# RECORDS SHOWN start

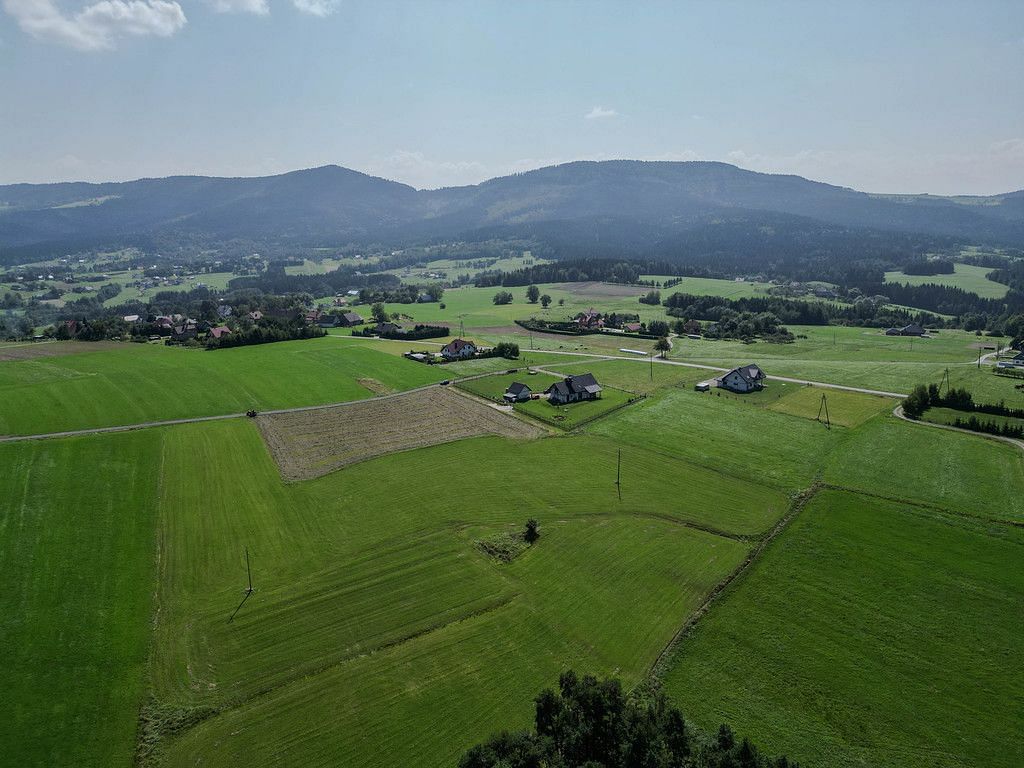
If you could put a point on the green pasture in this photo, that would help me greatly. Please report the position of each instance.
(138, 383)
(572, 415)
(727, 289)
(960, 472)
(77, 543)
(868, 634)
(379, 634)
(738, 438)
(966, 276)
(844, 409)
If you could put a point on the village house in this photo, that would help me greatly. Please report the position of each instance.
(573, 389)
(458, 349)
(517, 392)
(589, 320)
(743, 379)
(912, 330)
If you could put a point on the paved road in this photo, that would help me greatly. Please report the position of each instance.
(646, 360)
(200, 419)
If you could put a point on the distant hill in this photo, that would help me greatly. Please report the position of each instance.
(339, 205)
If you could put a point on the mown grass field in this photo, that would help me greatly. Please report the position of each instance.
(839, 407)
(139, 383)
(376, 615)
(870, 633)
(78, 522)
(726, 436)
(967, 276)
(962, 472)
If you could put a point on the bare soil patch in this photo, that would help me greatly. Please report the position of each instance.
(311, 443)
(377, 387)
(33, 350)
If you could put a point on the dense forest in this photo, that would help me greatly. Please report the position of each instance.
(591, 723)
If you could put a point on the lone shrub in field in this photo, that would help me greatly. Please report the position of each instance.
(532, 530)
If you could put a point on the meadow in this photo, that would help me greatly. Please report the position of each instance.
(139, 383)
(374, 606)
(968, 276)
(869, 633)
(78, 520)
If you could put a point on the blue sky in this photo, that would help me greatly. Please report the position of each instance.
(884, 96)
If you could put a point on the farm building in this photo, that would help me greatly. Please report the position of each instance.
(458, 349)
(742, 379)
(517, 392)
(573, 388)
(912, 330)
(589, 320)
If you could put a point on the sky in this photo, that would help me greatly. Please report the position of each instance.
(882, 96)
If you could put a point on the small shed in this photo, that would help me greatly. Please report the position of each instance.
(517, 392)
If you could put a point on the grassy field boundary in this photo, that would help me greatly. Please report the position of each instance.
(660, 665)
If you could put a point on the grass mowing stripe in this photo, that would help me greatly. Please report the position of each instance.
(861, 635)
(77, 525)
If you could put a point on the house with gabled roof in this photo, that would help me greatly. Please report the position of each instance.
(458, 349)
(573, 389)
(517, 392)
(743, 379)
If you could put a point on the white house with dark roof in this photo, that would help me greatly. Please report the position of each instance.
(742, 379)
(573, 389)
(517, 392)
(458, 349)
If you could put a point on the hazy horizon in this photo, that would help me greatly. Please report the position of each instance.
(489, 178)
(906, 98)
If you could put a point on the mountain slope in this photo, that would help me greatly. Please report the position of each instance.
(333, 203)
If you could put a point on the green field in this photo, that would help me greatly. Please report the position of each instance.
(967, 276)
(961, 472)
(870, 634)
(77, 541)
(378, 617)
(880, 628)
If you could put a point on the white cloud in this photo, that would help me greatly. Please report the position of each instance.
(315, 7)
(99, 25)
(600, 113)
(258, 7)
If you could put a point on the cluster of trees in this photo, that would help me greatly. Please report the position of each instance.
(864, 310)
(591, 723)
(265, 333)
(412, 334)
(749, 326)
(923, 397)
(401, 294)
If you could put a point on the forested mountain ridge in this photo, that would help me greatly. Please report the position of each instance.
(336, 204)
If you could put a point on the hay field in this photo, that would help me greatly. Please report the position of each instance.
(310, 443)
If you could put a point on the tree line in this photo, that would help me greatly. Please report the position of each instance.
(591, 723)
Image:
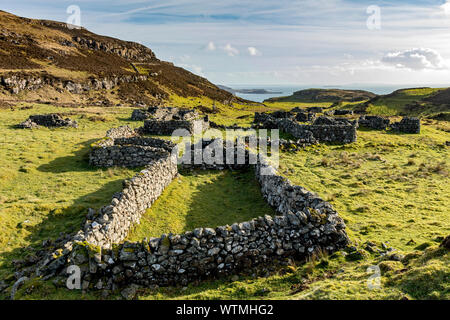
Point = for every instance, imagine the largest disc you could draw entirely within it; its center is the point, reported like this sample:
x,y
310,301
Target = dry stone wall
x,y
374,122
305,224
122,147
159,127
337,131
112,223
407,125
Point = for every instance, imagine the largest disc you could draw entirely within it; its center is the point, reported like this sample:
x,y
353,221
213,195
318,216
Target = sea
x,y
287,90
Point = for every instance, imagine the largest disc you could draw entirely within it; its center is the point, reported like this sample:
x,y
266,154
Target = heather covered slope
x,y
325,95
44,60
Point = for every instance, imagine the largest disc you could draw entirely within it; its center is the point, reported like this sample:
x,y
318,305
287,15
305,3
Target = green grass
x,y
203,199
46,182
396,104
389,188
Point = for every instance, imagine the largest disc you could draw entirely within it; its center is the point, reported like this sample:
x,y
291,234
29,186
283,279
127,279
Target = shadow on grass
x,y
79,161
65,220
233,197
213,198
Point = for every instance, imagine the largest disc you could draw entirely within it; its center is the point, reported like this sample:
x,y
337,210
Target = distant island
x,y
325,95
248,91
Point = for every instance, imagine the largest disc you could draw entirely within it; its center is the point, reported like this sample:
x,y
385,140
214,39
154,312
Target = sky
x,y
283,42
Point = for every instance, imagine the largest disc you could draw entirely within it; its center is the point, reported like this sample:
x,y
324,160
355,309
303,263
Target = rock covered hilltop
x,y
44,61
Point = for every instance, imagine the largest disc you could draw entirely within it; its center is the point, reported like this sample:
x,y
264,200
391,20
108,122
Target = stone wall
x,y
374,122
112,223
339,133
123,148
168,127
407,125
305,224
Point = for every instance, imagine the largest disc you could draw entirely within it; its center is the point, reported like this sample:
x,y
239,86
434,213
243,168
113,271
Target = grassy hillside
x,y
50,51
423,102
325,95
391,189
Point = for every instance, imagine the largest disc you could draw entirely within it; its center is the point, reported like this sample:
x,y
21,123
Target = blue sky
x,y
304,42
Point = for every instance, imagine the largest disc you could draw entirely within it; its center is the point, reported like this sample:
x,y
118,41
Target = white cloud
x,y
446,7
253,51
193,68
230,50
416,59
210,46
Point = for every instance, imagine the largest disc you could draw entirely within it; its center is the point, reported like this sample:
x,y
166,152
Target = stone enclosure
x,y
332,131
306,224
163,121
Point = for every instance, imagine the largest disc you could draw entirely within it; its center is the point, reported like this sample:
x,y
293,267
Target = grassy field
x,y
196,199
391,189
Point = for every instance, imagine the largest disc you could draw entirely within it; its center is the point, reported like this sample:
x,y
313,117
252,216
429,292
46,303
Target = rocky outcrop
x,y
128,50
343,112
17,82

# RECORDS SHOWN end

● EXERCISE BRIEF
Show every line from the rows above that contains the word "stone". Case counts, so match uppercase and lowercase exactly.

● OUTPUT BELOW
Target = dry stone wall
Target = stone wall
Target = stone enclosure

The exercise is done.